A Three-Bunny Morning

Janet Coburn
3 min readNov 14, 2021

I used to work third-shift at an alarm security company. At the same time, I was going to grad school and teaching English 101 at the university. The alarm company job was both vaguely interesting and supremely boring.

Basically, I was the person on the other end of “Help! I’ve fallen and I can’t get up,” as well as monitoring business openings and closings and calling the cops or the fire department if an alarm went off in the middle of the night. I had to call the business owners too, and some of them were well beyond rude, especially when the call proved to be a false alarm.

I liked the job for the solitude — I was the only person in the building on third shift. (As you’d expect for a security company, the building was thoroughly locked down tight at night.) It was pretty quiet most nights, so I could read my assignments for the master’s degree and grade papers for English 101 while waiting for the alarms to sound. But on windy or stormy days there would be loud beeping from the machine spewing out false alarms and then the clack-clack of my IBM Selectric as I created the nightly reports.

One of the worst things about the business was that, what with both the job and grad school, I was frequently so short on sleep that I was afraid to drive myself. (Another worst thing was that the bosses would grant other workers time off for their kids’ school activities, but I couldn’t take off to study for a big exam. Or for any family-type holidays, like Easter, Thanksgiving, or Christmas. But I digress.)

What does this have to do with bunnies, you may ask? The bunnies were an after-work, early-morning bonus.

My husband, saint that he is, would sometimes drop me off at the security company late at night and come to pick me up early in the morning, to drive me to the university. Often, he got there a little early and parked behind the building to sit in the early morning light for a few minutes while I neatened my area and punched out. Sometimes, he got there ten or fifteen minutes early, just to look at the small field between the security building and the house across the way.

▸ **DATA SECTION**

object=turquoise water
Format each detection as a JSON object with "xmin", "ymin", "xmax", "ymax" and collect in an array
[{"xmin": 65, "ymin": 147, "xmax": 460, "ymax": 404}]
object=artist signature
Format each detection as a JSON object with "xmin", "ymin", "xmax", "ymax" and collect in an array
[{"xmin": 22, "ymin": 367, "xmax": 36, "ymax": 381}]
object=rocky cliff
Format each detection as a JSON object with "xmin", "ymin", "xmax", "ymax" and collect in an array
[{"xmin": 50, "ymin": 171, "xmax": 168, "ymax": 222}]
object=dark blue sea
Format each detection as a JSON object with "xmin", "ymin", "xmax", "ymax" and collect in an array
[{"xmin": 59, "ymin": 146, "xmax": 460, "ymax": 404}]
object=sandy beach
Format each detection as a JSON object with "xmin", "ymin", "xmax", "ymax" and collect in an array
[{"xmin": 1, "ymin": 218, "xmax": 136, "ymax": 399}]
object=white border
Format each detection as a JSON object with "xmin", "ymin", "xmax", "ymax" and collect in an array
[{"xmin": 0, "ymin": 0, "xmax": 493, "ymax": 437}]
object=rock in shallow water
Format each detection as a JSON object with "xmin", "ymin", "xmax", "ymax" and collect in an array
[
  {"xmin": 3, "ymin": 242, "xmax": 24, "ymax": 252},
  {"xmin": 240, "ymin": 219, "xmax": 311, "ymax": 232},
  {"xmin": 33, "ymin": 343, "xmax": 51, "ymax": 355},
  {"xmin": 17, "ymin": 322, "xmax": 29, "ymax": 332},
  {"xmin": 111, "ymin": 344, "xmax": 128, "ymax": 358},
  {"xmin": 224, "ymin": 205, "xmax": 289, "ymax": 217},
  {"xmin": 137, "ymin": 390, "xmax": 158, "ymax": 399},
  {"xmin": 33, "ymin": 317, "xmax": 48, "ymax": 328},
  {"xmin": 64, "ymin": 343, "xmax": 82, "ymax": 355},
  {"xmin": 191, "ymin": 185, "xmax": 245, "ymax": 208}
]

▸ **EXERCISE REQUIREMENTS**
#1 Copy out the passage of the bunny essay from "A Three-Bunny Morning" to "and supremely boring.", word for word.
#2 Extend the essay about the bunnies beyond its final sentence.

▸ **OUTPUTS BY TASK**
#1
A Three-Bunny Morning

Janet Coburn
3 min readNov 14, 2021

I used to work third-shift at an alarm security company. At the same time, I was going to grad school and teaching English 101 at the university. The alarm company job was both vaguely interesting and supremely boring.

#2
When I finally got to the car, if we had a few extra minutes, we both contemplated the field and counted the bunnies. The field was a place where they gathered and ate and hopped.

The thing about bunny-counting was that you had to pay close attention to the field. The bunnies were well-hidden in the long grass. Only when a bunny moved did you really notice that it was there. A wiggle of the ears. A movement towards another clump of grass. Bright eyes looking around for potential predators.

Some mornings we spotted only one bunny, and that was okay. Sometimes, if we waited a little longer and really concentrated, we saw more than one. We took the number of bunnies we saw as an omen for the day. The more bunnies, the better luck we would have. A three-bunny morning was a pleasant way to start a pretty good day. Some days we saw four or five bunnies and felt ourselves blessed. Once we even saw seven bunnies. It was a spectacular day.

Now we live in a house where there used to be woods, but the trees are not there anymore. Still, sometimes we see baby rabbits in the spring and well-fed rabbits in the fall, making their way across our walkway and devouring things my husband has carefully planted. (We also see many squirrels, a very fat groundhog, the occasional deer passing through, and multitudes of birds and butterflies.)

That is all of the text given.